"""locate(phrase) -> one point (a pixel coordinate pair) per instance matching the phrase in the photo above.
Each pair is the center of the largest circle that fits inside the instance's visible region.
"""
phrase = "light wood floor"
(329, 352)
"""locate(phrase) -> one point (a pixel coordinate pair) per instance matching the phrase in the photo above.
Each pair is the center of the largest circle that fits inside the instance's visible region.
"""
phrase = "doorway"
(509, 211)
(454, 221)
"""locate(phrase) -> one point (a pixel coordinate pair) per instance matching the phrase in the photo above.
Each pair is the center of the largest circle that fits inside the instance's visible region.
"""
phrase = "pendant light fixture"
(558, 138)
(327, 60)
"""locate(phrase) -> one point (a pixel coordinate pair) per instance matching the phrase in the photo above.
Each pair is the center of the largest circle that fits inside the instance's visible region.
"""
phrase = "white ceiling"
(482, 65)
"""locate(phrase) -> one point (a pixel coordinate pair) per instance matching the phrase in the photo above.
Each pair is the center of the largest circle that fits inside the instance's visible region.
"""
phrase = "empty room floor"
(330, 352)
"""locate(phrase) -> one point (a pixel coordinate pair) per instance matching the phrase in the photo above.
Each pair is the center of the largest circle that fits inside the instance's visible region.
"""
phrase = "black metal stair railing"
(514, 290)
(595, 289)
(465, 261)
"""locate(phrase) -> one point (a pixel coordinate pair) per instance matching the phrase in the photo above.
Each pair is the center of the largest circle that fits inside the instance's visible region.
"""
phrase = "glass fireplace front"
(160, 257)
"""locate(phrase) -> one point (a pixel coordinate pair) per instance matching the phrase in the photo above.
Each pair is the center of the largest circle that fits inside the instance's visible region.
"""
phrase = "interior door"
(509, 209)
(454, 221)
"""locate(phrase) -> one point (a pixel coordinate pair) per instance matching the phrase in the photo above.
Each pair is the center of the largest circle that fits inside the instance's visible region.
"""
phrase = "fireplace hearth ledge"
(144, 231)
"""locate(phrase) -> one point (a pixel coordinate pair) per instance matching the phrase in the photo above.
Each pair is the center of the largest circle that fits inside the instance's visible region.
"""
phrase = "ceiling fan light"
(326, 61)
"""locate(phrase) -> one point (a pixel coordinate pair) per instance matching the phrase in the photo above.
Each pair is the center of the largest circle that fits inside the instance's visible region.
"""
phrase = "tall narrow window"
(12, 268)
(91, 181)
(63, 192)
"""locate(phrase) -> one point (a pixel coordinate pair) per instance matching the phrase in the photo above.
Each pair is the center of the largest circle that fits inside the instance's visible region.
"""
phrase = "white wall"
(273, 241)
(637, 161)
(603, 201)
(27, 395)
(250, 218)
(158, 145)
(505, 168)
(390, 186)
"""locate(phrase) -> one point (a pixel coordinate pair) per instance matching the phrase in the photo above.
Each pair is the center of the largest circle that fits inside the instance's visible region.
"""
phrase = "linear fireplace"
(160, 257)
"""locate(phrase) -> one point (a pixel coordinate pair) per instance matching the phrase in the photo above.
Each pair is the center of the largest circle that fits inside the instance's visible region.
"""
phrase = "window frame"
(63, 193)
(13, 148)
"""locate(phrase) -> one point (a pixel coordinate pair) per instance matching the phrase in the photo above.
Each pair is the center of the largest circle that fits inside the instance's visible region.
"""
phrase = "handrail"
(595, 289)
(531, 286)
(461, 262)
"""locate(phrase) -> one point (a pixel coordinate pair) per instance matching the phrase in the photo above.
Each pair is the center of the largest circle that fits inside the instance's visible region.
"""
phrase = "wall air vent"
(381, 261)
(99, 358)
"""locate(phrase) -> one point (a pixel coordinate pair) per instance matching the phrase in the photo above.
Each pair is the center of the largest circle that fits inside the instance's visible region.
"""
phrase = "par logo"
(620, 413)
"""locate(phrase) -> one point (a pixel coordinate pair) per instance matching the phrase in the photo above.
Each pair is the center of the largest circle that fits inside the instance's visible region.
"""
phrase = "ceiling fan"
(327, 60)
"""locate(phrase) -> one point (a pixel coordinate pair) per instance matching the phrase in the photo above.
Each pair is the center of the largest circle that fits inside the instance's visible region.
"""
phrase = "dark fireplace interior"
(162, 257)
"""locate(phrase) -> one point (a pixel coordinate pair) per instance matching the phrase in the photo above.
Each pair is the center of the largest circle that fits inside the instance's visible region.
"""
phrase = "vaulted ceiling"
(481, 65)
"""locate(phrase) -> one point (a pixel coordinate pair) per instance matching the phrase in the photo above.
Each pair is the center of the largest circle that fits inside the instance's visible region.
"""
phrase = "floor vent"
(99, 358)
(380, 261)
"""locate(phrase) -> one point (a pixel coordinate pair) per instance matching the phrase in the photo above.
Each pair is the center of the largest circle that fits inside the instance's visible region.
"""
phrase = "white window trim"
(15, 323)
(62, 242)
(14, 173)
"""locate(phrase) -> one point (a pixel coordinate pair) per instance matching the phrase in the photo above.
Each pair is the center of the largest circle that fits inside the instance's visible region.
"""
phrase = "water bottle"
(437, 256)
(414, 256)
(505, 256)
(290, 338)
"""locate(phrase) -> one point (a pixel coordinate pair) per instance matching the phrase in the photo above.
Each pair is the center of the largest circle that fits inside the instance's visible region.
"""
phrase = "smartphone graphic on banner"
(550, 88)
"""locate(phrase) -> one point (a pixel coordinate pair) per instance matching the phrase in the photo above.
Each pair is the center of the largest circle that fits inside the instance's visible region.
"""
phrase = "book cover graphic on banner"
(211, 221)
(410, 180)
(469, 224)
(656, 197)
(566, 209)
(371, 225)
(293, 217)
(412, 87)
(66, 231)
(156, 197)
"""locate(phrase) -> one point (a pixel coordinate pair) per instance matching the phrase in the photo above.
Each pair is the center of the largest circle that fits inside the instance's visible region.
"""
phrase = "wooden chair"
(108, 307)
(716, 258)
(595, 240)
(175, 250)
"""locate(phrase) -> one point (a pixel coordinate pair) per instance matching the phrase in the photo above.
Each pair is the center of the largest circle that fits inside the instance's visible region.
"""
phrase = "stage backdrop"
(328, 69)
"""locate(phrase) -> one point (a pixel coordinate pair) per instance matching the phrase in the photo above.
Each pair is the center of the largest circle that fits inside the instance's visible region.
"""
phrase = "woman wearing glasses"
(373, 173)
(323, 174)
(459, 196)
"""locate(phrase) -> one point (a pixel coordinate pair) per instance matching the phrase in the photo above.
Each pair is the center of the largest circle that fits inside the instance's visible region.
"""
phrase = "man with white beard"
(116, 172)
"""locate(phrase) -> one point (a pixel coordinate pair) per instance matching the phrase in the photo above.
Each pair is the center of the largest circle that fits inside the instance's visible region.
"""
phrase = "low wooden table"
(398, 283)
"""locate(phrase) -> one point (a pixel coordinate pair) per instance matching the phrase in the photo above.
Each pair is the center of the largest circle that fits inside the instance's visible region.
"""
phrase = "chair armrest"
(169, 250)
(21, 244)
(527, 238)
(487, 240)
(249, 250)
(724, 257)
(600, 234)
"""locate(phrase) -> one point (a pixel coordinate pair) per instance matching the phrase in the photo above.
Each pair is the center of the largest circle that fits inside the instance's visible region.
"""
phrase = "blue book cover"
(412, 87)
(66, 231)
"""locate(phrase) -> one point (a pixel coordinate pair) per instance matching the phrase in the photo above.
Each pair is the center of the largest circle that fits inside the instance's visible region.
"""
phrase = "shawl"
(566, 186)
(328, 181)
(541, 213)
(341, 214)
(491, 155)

· · · · · · ·

Work to complete: Each entry must be reproduced exactly, with nothing added or dropped.

Your solution:
"""locate(phrase) -> one point (a pixel coordinate pair) per instance matching the phrase in the photo above.
Each pair is the center of the largest circle that fits inside the instance's visible region.
"""
phrase = "light wood floor"
(329, 352)
"""locate(phrase) -> one point (a pixel coordinate pair) per instance matching the phrase in the photo above.
Each pair is the center of the largest circle that fits inside the instance's visible region.
"""
phrase = "doorway"
(509, 211)
(454, 221)
"""locate(phrase) -> one point (a pixel coordinate pair) per instance matching the phrase in the photo above.
Each pair is the center of the largest circle that fits inside the instance's visible region.
"""
phrase = "pendant light fixture"
(558, 138)
(327, 60)
"""locate(phrase) -> one point (a pixel coordinate pair) per instance matching the phrase in the photo above.
Each pair is the center of the largest circle that fits inside the instance's visible region.
"""
phrase = "white ceiling"
(482, 65)
"""locate(phrase) -> one point (a pixel coordinate pair) per instance matching the phrase in the photo above.
Each pair is the center of the largest circle that fits inside the instance's visible region.
"""
phrase = "empty room floor"
(330, 352)
"""locate(phrase) -> one point (a pixel coordinate pair) per instance matching the phrase in the photo above.
Each pair is the center of the largest circle that fits inside the instance's visible region.
"""
phrase = "black metal stair railing"
(514, 290)
(595, 289)
(465, 261)
"""locate(phrase) -> one point (a pixel coordinate pair) per instance matching the phrase in the photo above.
Each pair is the center of the largest circle that fits inside the instance's visible region.
"""
phrase = "glass fireplace front"
(160, 257)
"""locate(phrase) -> one point (a pixel coordinate pair) per instance matching the phrase in the photo above.
Each pair is the center of the largest circle that fits inside the instance's visible region.
"""
phrase = "interior door"
(509, 209)
(454, 221)
"""locate(phrase) -> one point (a pixel coordinate pair) per instance matching the phrase in the photo above.
Each pair is the center of the largest circle that fits inside the instance's visible region.
"""
phrase = "fireplace hearth ledge"
(144, 231)
"""locate(phrase) -> one point (a pixel coordinate pair) per instance matching the phrase in the photo above.
Each pair is the center of the largest circle that fits inside the instance's visible region.
"""
phrase = "ceiling fan light"
(326, 61)
"""locate(phrase) -> one point (a pixel coordinate pair) per instance matching the phrase in the photo above.
Each pair is the center of the largest circle that fits inside the instance's visible region.
"""
phrase = "tall narrow window"
(12, 268)
(91, 181)
(63, 192)
"""locate(phrase) -> one point (a pixel coordinate pair) per instance matching the phrase in the photo above.
Each pair is the center of the largest circle that fits inside the instance's visible region.
"""
phrase = "white wall"
(273, 241)
(637, 161)
(603, 201)
(27, 395)
(250, 218)
(158, 145)
(505, 168)
(390, 186)
"""locate(phrase) -> one point (a pixel coordinate pair) per instance matching the phrase in the photo above.
Each pair is the center of the largest circle that fits inside the instance's visible region.
"""
phrase = "linear fireplace"
(160, 257)
"""locate(phrase) -> one point (a pixel coordinate pair) per instance matching the phrase in the photo above.
Each pair is the center of the largest circle that fits inside the instance's visible region.
"""
phrase = "window frame"
(63, 193)
(13, 148)
"""locate(phrase) -> one point (a pixel coordinate pair) per instance matching the phrase in the photo above.
Each pair is the center of the largest circle that fits inside the instance's visible region.
"""
phrase = "handrail"
(595, 289)
(531, 286)
(461, 262)
"""locate(phrase) -> one point (a pixel coordinate pair) per instance matching the phrase in the photo above.
Each pair is the center of the largest circle that fits inside the instance's visible region.
"""
phrase = "wall air vent"
(381, 261)
(99, 358)
"""locate(phrase) -> one point (a pixel coordinate pair) per instance matching the phrase in the photo above.
Each pair is the center of the largest circle that fits inside the instance's visible region.
"""
phrase = "par logo"
(620, 413)
"""locate(phrase) -> one point (a pixel coordinate pair) per instance matching the phrase in the photo above.
Each pair is the center of the largest circle that fits inside the instance's visible region.
"""
phrase = "ceiling fan"
(327, 60)
"""locate(phrase) -> one point (a pixel coordinate pair) per instance matching the phrase in the photo above.
Each pair is the center of the largest circle that fits inside the instance's visible region.
"""
phrase = "dark fireplace interior"
(162, 257)
"""locate(phrase) -> one point (a pixel coordinate pair) per instance matching the phrase in the photo above.
Each pair is the center of the largest circle that fits inside the instance's visible region.
"""
phrase = "vaulted ceiling"
(481, 65)
"""locate(phrase) -> one point (a pixel coordinate pair) per instance matching the phrase in the photo above.
Each pair is the center of the largest circle that fits inside the instance's visible region.
"""
phrase = "floor vent"
(99, 358)
(380, 261)
"""locate(phrase) -> one point (a pixel coordinate pair) per instance matching the phrase in the photo above.
Each pair is the center of the largest circle that fits inside the instance's visible region.
"""
phrase = "white window trim"
(15, 323)
(62, 242)
(14, 173)
"""locate(phrase) -> one point (a pixel coordinate pair) per instance matching the phrase in the photo above.
Each pair is the center of the largest circle that fits inside the instance's visible region.
"""
phrase = "water bottle"
(437, 256)
(414, 256)
(505, 256)
(290, 338)
"""locate(phrase) -> one point (a pixel coordinate pair) per instance matching the phrase in the photo above.
Each pair is the center of the largest circle that fits inside the instance's visible region.
"""
phrase = "smartphone graphic on banner"
(550, 88)
"""locate(phrase) -> one point (a pixel coordinate pair) per instance matching the phrase in the photo above.
Each pair is the center of the largest circle that fits inside the instance's visible region.
"""
phrase = "book cover graphic on banner"
(211, 221)
(410, 180)
(469, 224)
(656, 197)
(566, 209)
(371, 225)
(293, 217)
(412, 87)
(66, 231)
(156, 197)
"""locate(phrase) -> one point (a pixel coordinate pair) per instance matching the phrase in the photo above.
Each pair is the center of the largest circle that fits inside the instance's visible region.
"""
phrase = "wooden chair"
(108, 307)
(716, 258)
(595, 240)
(175, 250)
"""locate(phrase) -> one point (a pixel coordinate pair) per instance matching the phrase in the photo above.
Each pair is the center of the largest circle that fits inside the instance's visible region.
"""
phrase = "stage backdrop"
(328, 69)
"""locate(phrase) -> one point (a pixel coordinate pair) per instance matching the phrase in the photo above.
Each pair is the center of the largest circle that fits inside the instance's visible region.
"""
phrase = "woman wearing glasses"
(373, 173)
(323, 174)
(459, 196)
"""locate(phrase) -> one point (a pixel coordinate pair) per instance matching the phrase in the photo above.
Each pair is the center of the largest circle that fits inside the instance's visible region.
"""
phrase = "man with white beard"
(116, 172)
"""locate(phrase) -> one point (a pixel coordinate pair) per instance matching the phrase in the photo above.
Each pair is the center of the largest circle that fits inside the instance's visible region.
"""
phrase = "low wooden table"
(398, 283)
"""locate(phrase) -> one point (a pixel coordinate pair) per instance matching the phrase in the photo above.
Each pair is the center of the largest circle that fits inside the instance's visible region.
"""
phrase = "chair armrest"
(169, 250)
(21, 244)
(527, 238)
(487, 240)
(249, 250)
(724, 257)
(600, 234)
"""locate(phrase) -> one point (a pixel coordinate pair) per instance matching the phrase in the photo above.
Each pair is the center of the largest circle that fits inside the instance's visible region.
"""
phrase = "blue book cover"
(412, 87)
(66, 231)
"""locate(phrase) -> one point (a pixel coordinate pair) per instance matching the phrase in the photo above.
Each pair is the center of the largest circle that fits inside the instance's visible region.
"""
phrase = "shawl"
(566, 186)
(328, 181)
(541, 213)
(341, 214)
(491, 155)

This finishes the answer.